### Consegna a
Rispondi a queste domande sull'estratto relativo alla frana in Tirolo.
(i) Quale volume totale si stima per la massa di roccia franata?
(ii) In quale giorno le autorità tirolesi hanno sorvolato il versante del Fluchthorn?
(iii) Per quanto tempo all'anno, grossomodo, è presente il ghiaccio nel permafrost, secondo la definizione data dall'esperto?

### Estratto del documento
Dopo il grosso distacco verificatosi in Tirolo, il dirigente generale del Servizio geologico della Provincia autonoma di Trento, Mauro Zambotto, spiega cosa è avvenuto sul versante nord-occidentale del massiccio meridionale del Fluchtorn: “Il riscaldamento globale tenderà a facilitare il verificarsi di questi fenomeni”

Di Filippo Schwachtje - 13 giugno 2023 - 16:57

TRENTO. Un'enorme massa di roccia, si stima un volume totale pari a circa 100mila metri cubi di materiale, che frana a tutta velocità per circa 2 chilometri, in una 'corsa' che si conclude con un forte boato e un enorme polverone che si alza in aria: sono queste le immagini arrivate negli scorsi giorni dalla zona del Gruppo del Silvretta, in Tirolo, dove una grossa porzione di una cima si è staccata scivolando velocemente a valle. Il giorno successivo all'evento (lunedì 12 giugno), le autorità tirolesi hanno sorvolato il versante nord-occidentale del massiccio meridionale del Fluchthorn e le immagini danno un'idea dell'intensità del distacco, che ha trascinato con sé, tra l'altro, la croce di vetta posta sulla cima. L'intera area al momento è stata chiusa mentre sono in corso tutte le verifiche del caso da parte dei tecnici, che avvertono: “Non si possono escludere ulteriori frane in questa zona di alta montagna”.

Per le autorità austriache infatti la causa del crollo è da ricercare nel progressivo disgelo del permafrost in alta quota, che espone le vette di alta montagna ad un sempre maggiore rischio di crolli. Una situazione che ovviamente interessa anche il Trentino e della quale il Dolomiti ha discusso insieme al dirigente del Servizio geologico della Provincia autonoma di Trento, Mauro Zambotto: “Le Alpi sono costellate di fenomeni di questo genere e, anche sul nostro territorio, per esempio sul Brenta o sul Grosté, troviamo le tracce di antichissime frane avvenute addirittura migliaia di anni fa. Si tratta in generale di eventi confrontabili con questo”. Con permafrost, precisa l'esperto: “Ci si riferisce alla presenza di ghiaccio per la maggior parte dell'anno (grossomodo per almeno 10-11 mesi) tra le fratture della roccia o tra i pori dei granuli del terreno. Ghiaccio che, in questo contesto, funge da collante, presentando un fattore di adesione per esempio tra le pareti di roccia o tra clasti detritici di origine glaciale”.

### Materiale del compito
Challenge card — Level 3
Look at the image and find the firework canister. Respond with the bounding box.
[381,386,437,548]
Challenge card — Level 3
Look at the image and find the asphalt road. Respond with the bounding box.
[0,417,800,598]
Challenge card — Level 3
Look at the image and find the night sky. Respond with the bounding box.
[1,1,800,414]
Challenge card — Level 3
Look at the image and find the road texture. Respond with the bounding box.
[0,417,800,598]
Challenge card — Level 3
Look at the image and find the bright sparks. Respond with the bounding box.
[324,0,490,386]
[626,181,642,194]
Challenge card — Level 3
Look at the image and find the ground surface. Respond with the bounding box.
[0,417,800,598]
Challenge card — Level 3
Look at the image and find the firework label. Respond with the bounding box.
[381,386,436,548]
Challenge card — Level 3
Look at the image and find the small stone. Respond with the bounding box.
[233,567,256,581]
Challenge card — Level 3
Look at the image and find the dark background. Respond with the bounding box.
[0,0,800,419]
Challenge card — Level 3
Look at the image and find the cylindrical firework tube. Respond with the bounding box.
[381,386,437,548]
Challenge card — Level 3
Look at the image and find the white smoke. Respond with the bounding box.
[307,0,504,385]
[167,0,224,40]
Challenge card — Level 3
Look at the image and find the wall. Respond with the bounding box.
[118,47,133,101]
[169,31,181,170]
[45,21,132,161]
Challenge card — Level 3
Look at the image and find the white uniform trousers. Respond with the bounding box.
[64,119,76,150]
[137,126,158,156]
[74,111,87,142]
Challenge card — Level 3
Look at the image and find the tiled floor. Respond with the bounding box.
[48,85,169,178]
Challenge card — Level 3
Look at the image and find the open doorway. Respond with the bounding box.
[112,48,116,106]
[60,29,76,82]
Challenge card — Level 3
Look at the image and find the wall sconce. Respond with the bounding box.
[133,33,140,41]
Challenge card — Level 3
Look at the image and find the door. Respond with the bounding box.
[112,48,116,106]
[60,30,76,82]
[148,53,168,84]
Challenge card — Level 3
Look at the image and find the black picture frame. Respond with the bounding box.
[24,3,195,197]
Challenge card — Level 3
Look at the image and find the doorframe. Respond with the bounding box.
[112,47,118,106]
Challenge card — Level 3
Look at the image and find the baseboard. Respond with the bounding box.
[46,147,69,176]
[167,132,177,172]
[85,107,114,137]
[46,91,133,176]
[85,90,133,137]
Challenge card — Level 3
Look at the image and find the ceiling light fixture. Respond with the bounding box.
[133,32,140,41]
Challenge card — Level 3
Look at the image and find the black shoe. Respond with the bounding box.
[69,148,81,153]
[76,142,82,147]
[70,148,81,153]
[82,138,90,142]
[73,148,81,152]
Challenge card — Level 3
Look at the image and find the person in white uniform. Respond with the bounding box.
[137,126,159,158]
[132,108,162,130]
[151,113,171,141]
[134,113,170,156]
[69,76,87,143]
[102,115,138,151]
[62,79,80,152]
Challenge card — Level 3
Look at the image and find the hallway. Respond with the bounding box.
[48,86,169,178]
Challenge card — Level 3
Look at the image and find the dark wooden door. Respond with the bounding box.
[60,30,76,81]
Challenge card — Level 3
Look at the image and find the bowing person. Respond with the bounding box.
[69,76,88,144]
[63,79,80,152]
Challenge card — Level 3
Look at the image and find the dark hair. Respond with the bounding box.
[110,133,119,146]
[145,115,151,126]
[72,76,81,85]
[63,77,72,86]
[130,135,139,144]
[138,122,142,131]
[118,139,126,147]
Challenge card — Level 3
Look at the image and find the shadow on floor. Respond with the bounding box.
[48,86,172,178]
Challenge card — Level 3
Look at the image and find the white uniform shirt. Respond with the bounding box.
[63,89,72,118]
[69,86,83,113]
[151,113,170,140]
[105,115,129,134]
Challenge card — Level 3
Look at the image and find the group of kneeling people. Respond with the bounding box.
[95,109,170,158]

### Consegna b
Formatta come CSV a due colonne, intestate testo e risposta, la parte del listato che va dall'inizio fino alla riga che contiene "[1,1,800,414]", inclusa. Ogni testo va su una riga insieme alla sua risposta, ciascuno in un campo tra virgolette e con gli a capo sostituiti da spazi.

### Risposta completa a
(i) Circa 100mila metri cubi di materiale.
(ii) Lunedì 12 giugno.
(iii) Per almeno 10-11 mesi.

### Risposta completa b
testo,risposta
"Challenge card — Level 3 Look at the image and find the firework canister. Respond with the bounding box.","[381,386,437,548]"
"Challenge card — Level 3 Look at the image and find the asphalt road. Respond with the bounding box.","[0,417,800,598]"
"Challenge card — Level 3 Look at the image and find the night sky. Respond with the bounding box.","[1,1,800,414]"